Segment Open

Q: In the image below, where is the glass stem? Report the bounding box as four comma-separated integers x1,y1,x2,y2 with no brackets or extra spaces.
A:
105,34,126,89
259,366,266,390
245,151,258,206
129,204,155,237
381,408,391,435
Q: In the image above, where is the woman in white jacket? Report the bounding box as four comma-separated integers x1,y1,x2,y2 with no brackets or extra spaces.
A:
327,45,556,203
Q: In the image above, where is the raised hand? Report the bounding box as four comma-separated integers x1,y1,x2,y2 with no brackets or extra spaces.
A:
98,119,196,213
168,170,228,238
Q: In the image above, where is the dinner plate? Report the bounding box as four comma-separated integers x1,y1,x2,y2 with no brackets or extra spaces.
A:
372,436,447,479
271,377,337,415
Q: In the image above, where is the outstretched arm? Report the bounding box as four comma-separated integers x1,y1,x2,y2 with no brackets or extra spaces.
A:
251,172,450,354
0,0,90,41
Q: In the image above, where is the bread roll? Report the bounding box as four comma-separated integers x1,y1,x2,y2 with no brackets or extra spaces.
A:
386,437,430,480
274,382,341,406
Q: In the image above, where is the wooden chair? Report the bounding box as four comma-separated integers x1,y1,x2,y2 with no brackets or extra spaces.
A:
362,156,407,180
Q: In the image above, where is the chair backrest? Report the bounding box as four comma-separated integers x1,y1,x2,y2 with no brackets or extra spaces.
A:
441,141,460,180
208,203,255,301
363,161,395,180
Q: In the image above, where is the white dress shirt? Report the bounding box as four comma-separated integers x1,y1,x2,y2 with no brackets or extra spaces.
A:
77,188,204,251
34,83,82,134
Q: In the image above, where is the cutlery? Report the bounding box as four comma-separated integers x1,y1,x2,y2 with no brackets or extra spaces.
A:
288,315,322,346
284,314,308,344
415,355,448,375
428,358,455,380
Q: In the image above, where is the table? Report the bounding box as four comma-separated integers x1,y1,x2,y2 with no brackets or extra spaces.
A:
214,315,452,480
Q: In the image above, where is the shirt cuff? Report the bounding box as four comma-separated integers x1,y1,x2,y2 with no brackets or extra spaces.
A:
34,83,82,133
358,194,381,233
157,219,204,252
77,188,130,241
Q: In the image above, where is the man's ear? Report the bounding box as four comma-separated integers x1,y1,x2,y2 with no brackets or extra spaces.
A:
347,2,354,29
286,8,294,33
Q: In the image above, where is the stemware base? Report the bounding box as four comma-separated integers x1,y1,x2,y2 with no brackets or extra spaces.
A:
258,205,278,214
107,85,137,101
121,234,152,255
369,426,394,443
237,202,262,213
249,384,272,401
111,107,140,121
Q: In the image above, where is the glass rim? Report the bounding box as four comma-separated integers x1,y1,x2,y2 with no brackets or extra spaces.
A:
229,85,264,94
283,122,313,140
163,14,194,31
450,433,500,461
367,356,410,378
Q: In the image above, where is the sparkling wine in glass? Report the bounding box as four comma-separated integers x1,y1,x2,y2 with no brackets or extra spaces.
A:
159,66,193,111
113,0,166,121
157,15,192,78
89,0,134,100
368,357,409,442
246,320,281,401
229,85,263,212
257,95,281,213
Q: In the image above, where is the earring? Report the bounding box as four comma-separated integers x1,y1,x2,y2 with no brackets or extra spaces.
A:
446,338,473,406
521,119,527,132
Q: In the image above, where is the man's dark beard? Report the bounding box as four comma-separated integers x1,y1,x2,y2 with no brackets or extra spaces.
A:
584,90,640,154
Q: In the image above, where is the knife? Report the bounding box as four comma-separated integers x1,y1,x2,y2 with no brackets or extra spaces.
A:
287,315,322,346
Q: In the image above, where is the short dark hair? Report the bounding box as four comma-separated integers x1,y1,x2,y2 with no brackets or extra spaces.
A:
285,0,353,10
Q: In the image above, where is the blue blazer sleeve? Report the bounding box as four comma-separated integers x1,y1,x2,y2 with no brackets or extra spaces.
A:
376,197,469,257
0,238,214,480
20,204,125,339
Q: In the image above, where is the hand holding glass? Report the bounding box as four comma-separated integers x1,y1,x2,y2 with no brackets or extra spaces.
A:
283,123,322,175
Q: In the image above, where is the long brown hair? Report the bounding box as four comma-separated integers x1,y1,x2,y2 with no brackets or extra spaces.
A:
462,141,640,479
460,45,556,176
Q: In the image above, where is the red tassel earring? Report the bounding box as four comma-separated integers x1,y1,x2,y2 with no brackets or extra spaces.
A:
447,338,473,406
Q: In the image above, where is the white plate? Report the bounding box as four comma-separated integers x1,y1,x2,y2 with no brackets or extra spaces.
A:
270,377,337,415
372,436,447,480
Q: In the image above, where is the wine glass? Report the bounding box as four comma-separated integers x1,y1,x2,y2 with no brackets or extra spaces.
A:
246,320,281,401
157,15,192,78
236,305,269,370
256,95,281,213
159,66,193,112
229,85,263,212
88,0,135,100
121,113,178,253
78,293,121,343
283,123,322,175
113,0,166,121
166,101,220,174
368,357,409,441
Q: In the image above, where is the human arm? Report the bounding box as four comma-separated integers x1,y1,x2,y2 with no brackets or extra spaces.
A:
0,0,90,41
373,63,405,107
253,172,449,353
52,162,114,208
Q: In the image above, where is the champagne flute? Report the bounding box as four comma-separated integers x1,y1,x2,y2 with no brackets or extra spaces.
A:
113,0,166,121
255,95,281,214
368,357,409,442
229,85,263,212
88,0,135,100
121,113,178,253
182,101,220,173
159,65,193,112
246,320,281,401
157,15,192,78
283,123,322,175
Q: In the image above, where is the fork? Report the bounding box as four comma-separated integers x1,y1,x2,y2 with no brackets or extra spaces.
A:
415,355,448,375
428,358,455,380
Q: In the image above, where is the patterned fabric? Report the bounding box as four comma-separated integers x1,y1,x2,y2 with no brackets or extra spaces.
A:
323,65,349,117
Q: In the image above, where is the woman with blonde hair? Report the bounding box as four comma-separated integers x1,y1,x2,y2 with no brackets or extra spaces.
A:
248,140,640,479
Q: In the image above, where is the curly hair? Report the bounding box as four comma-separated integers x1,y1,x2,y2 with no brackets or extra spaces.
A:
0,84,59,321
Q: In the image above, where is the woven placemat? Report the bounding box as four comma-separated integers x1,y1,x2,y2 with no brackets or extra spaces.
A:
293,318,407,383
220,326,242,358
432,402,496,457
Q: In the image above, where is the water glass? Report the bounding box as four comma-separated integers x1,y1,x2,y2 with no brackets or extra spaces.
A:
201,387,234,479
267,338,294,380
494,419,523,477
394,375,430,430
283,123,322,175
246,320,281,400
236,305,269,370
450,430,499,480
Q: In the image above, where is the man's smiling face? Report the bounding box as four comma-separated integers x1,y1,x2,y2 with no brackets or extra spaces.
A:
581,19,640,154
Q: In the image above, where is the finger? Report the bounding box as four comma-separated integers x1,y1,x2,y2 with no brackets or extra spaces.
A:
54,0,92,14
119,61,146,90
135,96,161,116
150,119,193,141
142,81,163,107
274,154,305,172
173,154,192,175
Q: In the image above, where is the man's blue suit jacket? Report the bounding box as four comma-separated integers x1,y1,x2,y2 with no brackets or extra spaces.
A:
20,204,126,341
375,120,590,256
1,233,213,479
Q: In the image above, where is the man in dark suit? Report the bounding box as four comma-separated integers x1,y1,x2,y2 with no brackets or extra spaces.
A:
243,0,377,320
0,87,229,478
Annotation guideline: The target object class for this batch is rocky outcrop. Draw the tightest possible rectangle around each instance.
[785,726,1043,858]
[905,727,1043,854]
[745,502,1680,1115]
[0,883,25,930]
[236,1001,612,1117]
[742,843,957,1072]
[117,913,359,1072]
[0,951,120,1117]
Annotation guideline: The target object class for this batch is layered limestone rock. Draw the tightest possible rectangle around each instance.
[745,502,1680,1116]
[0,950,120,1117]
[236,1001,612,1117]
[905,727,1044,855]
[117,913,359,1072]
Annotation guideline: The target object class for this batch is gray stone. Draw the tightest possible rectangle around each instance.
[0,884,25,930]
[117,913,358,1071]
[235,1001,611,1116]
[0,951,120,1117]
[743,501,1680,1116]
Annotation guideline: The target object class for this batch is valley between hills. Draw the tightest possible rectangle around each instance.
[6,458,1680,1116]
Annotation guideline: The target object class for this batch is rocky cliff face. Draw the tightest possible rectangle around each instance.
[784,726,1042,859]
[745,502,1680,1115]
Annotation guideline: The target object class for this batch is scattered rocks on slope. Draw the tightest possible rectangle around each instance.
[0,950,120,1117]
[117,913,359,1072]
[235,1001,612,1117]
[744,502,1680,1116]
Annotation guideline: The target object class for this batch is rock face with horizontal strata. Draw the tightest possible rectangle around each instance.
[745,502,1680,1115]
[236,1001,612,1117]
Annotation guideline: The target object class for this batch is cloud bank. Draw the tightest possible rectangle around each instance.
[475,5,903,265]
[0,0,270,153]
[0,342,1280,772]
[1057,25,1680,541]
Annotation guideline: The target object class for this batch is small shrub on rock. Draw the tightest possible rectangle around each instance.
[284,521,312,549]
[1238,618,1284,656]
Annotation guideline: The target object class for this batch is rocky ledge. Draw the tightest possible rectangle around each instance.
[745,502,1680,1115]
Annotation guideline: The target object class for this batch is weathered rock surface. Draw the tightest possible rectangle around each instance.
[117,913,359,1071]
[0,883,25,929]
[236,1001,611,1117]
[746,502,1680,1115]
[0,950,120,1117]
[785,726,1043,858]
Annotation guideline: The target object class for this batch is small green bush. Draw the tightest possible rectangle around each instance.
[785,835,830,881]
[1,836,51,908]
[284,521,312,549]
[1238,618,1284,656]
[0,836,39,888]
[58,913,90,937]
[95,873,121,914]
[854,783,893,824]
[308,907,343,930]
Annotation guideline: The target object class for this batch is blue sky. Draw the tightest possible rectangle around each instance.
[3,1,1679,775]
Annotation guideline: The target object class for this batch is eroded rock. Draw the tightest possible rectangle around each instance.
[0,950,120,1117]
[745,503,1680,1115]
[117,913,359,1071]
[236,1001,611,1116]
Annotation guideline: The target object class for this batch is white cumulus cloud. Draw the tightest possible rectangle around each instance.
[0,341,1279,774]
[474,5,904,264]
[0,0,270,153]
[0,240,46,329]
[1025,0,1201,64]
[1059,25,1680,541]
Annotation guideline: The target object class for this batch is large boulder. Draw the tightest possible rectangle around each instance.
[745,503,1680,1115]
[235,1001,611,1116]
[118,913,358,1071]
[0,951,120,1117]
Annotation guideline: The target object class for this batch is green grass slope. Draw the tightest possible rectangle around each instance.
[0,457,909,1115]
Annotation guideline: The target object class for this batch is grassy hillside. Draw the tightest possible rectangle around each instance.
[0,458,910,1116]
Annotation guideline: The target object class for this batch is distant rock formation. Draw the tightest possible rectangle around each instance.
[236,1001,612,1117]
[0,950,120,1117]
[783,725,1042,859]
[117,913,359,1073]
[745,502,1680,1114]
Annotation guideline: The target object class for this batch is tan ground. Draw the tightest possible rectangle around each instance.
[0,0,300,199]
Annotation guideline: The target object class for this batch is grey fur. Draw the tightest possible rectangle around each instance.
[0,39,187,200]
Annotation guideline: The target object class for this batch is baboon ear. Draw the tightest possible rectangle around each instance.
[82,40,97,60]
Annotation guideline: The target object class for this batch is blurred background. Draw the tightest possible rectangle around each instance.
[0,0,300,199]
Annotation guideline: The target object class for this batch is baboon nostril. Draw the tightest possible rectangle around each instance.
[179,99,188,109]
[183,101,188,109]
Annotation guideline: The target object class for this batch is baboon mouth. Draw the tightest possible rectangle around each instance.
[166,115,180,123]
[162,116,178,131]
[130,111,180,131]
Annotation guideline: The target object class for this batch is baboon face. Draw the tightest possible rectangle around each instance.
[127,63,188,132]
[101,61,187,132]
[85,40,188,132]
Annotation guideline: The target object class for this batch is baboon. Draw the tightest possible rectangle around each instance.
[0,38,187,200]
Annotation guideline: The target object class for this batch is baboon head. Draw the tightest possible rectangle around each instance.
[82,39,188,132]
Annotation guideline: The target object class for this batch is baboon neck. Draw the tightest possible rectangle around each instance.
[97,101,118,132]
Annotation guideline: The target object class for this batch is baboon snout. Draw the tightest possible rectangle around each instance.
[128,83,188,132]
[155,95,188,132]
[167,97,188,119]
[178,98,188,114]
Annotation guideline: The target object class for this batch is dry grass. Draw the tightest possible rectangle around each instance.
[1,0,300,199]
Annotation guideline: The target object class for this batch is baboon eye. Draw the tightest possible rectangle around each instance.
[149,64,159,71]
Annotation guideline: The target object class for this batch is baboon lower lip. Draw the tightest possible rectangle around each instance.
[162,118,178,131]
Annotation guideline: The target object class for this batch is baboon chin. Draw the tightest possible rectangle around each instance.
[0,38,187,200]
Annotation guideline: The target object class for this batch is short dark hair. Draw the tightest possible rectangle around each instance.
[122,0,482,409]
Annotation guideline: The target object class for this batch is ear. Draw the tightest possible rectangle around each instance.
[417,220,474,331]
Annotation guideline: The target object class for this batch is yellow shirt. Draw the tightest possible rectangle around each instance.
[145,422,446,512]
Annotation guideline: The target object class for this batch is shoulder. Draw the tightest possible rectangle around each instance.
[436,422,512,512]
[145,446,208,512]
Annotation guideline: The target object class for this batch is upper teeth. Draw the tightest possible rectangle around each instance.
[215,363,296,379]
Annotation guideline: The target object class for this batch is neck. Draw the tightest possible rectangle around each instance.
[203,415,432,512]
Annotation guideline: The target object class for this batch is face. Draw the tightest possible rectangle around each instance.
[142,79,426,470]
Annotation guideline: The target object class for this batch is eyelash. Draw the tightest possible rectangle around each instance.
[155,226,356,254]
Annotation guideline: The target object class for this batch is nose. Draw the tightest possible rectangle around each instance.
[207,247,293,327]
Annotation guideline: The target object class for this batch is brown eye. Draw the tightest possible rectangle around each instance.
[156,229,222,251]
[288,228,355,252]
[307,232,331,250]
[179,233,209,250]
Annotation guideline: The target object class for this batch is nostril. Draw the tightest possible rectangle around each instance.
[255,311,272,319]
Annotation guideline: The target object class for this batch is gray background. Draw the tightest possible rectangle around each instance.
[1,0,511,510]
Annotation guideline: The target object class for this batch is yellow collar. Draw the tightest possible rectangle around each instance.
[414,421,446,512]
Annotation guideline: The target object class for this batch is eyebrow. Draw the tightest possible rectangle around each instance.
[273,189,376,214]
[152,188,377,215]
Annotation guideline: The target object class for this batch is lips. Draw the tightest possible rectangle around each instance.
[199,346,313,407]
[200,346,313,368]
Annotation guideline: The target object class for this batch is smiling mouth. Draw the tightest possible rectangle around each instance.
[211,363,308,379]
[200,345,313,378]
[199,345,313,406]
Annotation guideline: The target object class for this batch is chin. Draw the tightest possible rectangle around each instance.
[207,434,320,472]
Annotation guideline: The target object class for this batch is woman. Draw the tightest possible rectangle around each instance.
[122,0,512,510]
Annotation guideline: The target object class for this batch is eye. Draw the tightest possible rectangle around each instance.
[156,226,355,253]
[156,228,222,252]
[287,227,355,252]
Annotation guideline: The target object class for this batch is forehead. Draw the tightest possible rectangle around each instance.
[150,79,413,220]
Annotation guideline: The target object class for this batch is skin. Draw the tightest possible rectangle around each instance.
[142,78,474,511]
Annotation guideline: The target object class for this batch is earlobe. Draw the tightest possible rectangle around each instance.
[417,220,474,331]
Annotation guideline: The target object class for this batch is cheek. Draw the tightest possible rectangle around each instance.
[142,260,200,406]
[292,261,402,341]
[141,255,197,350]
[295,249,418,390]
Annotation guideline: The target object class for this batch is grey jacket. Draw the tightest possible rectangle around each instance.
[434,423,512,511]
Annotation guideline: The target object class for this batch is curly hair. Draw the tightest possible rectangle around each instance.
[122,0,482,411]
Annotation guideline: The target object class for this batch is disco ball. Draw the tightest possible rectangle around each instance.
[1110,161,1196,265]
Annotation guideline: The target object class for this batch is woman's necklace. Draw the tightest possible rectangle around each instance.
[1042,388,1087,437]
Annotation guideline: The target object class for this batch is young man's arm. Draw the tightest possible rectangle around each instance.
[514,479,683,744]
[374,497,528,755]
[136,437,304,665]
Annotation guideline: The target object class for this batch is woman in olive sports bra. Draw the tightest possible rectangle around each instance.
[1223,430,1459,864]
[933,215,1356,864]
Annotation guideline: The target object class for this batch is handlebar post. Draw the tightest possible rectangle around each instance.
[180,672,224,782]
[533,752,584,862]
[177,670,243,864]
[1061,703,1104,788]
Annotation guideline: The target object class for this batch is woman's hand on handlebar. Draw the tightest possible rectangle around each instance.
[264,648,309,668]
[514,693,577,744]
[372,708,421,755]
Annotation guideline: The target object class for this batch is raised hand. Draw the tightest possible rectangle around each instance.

Segment Closed

> _TASK TO CARRY OUT_: Show each line of the material holding "suit".

> _SOLUTION TO THIS TASK_:
Q: In the image above, where is the man's blue suit jacket? Report the bounding box as four comma-separated integers x1,y1,x2,y2 with no brackets or extra spaces.
Q: In the image above, where is the man in dark suit? Report the bounding box as four comma-separated integers x1,y1,x2,y2 with no brackets or extra spaces.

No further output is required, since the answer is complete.